• _Verilen alıntı_
● ● ● ●

Emsal Mahkeme Kararı İstanbul Bölge Adliye Mahkemesi 9. Hukuk Dairesi 2017/1822 E. 2018/885 K. 07.06.2018 T.

Görüntülediğiniz mahkeme kararı kesinleşmiş bir karardır.

T.C.
İSTANBUL
BÖLGE ADLİYE MAHKEMESİ
9. HUKUK DAİRESİ
T Ü R K M İ L L E T İ A D I N A
İ S T İ N A F M A H K E M E S İ K A R A R I
ESAS NO : 2017/1822
KARAR NO : 2018/885
İNCELENEN DOSYANIN
MAHKEMESİ : İSTANBUL ANADOLU 9. ASLİYE TİCARET MAHKEMESİ
KARAR TARİHİ : 14/07/2017
NUMARASI : 2017/3155 D.İş- 2017/3155 D.İş K.
DAVANIN KONUSU : Maluliyet Nedeniyle Sürekli İş Göremezlik Tazminatı
KARAR TARİHİ : 07/06/2018
İstanbul Anadolu 9. Asliye Ticaret Mahkemesi 2017/3155 D.İş – 2017/3155 D.İş karar sayılı kararı ile dosya saklama kararı verilen Sigorta Tahkim Komisyonu Uyuşmazlık Hakem Heyetinin 29/03/2017 tarihli 2017/E.13-2017/K.7888 sayılı karara itirazın değerlendirildiği İtiraz Hakem Heyetinin 18/07/2017 (18/06/2017) tarihli 2017/İ.1564-2017/İHK.2149 sayılı kararına karşı, davalı vekili tarafından istinaf yasa yoluna başvurulması üzerine heyetçe yapılan inceleme sonucunda;
GEREĞİ DÜŞÜNÜLDÜ:
Başvuru sahibince Sigorta Tahkim Komisyonu Başkanlığı’na verilen dilekçe ile, olay tarihi olan 26/07/2014 tarihinde davacının içinde bulunduğu tali kusurlu minübüs ile faili bilinmeyen asli kusurlu bir tırın çarpışması sonucu meydana gelen çift taraflı trafik kazasında başvuru sahibinin yaralandığı, yapılan ödemenin eksik olduğu belirtilerek, zararın tam olarak giderilmesi için şimdilik 5.000,00 TL. maddi tazminatın kaza tarihinden itibaren işleyecek ticari faizi ile birlikte davalı Güvence Hesabı’ndan tahsili talep olunmuş, ıslah dilekçesi ile miktar 41.048,00 TL.ye yükseltilmiştir.

● ● ● ●

• _Kısa görev 1_
Mahkeme kararında "Görüntülediğiniz mahkeme kararı" sözlerinden "2017/3155 D.İş K." sözlerine kadar olan bölümü hiç değiştirmeden yazın.
• _Kısa görev 2_
Girdilerin en başından "134 154 L 131" geçen satıra kadar, iki uç da dahil, satırları aynen tekrar verin.

● ● ● ●

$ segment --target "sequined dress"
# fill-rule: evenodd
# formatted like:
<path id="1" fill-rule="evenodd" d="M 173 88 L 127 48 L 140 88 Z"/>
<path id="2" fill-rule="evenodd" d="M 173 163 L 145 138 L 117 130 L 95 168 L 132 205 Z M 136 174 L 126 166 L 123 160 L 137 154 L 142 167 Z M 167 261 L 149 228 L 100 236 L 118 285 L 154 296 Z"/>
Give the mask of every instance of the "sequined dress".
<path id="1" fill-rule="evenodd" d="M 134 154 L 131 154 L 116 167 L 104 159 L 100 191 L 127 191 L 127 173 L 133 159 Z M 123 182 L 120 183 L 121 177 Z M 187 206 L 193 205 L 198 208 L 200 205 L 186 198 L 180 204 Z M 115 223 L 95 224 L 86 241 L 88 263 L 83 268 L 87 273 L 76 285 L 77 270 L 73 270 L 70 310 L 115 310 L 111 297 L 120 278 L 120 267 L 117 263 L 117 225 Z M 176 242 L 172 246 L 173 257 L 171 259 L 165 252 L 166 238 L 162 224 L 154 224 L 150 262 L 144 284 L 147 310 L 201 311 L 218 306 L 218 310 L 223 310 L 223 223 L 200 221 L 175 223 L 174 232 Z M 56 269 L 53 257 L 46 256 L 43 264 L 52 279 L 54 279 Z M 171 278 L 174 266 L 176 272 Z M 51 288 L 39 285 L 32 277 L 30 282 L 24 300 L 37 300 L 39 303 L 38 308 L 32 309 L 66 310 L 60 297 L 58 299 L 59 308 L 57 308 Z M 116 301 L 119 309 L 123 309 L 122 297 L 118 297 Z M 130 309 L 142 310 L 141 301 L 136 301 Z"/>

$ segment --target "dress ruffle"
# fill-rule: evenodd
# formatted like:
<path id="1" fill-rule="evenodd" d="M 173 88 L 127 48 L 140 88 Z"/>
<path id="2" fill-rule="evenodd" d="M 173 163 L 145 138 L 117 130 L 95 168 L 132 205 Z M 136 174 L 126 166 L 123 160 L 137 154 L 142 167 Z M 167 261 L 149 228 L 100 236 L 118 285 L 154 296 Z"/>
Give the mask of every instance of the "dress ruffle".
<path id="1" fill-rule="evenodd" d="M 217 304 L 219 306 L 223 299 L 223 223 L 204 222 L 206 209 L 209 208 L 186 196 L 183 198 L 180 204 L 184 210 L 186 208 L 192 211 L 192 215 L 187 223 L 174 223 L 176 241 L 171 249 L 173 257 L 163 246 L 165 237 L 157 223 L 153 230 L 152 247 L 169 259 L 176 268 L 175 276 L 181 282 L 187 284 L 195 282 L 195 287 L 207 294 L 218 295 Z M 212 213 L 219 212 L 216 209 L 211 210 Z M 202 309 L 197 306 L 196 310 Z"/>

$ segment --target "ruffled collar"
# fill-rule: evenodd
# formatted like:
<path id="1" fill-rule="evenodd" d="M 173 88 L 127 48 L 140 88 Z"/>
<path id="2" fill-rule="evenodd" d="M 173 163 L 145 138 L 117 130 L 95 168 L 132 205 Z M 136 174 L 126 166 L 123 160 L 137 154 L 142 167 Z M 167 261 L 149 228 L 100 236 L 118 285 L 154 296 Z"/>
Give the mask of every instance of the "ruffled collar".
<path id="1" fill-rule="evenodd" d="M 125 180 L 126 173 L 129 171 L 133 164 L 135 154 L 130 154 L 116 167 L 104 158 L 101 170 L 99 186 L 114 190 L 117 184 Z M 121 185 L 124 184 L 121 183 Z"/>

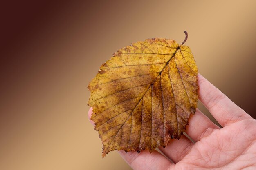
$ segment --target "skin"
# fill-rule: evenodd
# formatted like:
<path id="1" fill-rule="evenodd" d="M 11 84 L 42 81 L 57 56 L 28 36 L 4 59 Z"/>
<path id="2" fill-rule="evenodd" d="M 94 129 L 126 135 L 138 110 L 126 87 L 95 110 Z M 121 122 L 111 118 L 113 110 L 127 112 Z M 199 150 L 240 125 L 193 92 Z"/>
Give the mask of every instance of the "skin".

● ● ● ●

• _Doğru cevap 1_
Görüntülediğiniz mahkeme kararı kesinleşmiş bir karardır.

T.C.
İSTANBUL
BÖLGE ADLİYE MAHKEMESİ
9. HUKUK DAİRESİ
T Ü R K M İ L L E T İ A D I N A
İ S T İ N A F M A H K E M E S İ K A R A R I
ESAS NO : 2017/1822
KARAR NO : 2018/885
İNCELENEN DOSYANIN
MAHKEMESİ : İSTANBUL ANADOLU 9. ASLİYE TİCARET MAHKEMESİ
KARAR TARİHİ : 14/07/2017
NUMARASI : 2017/3155 D.İş- 2017/3155 D.İş K.

• _Doğru cevap 2_
$ segment --target "sequined dress"
# fill-rule: evenodd
# formatted like:
<path id="1" fill-rule="evenodd" d="M 173 88 L 127 48 L 140 88 Z"/>
<path id="2" fill-rule="evenodd" d="M 173 163 L 145 138 L 117 130 L 95 168 L 132 205 Z M 136 174 L 126 166 L 123 160 L 137 154 L 142 167 Z M 167 261 L 149 228 L 100 236 L 118 285 L 154 296 Z"/>
Give the mask of every instance of the "sequined dress".
<path id="1" fill-rule="evenodd" d="M 134 154 L 131 154 L 116 167 L 104 159 L 100 191 L 127 191 L 127 173 L 133 159 Z M 123 182 L 120 183 L 121 177 Z M 187 206 L 193 205 L 198 208 L 200 205 L 186 198 L 180 204 Z M 115 223 L 95 224 L 86 241 L 88 263 L 83 268 L 87 273 L 76 285 L 77 270 L 73 270 L 70 310 L 115 310 L 111 297 L 120 278 L 120 267 L 117 263 L 117 225 Z M 176 242 L 172 246 L 173 257 L 171 259 L 165 252 L 166 238 L 162 224 L 154 224 L 150 262 L 144 284 L 147 310 L 201 311 L 218 306 L 218 310 L 223 310 L 223 223 L 200 221 L 175 223 L 174 232 Z M 56 269 L 53 257 L 46 256 L 43 264 L 52 279 L 54 279 Z M 171 278 L 174 266 L 176 272 Z M 51 288 L 39 285 L 32 277 L 30 282 L 24 300 L 37 300 L 39 303 L 38 308 L 32 309 L 66 310 L 60 297 L 58 299 L 59 308 L 57 308 Z M 116 301 L 119 309 L 123 309 L 122 297 L 118 297 Z M 130 309 L 142 310 L 141 301 L 136 301 Z"/>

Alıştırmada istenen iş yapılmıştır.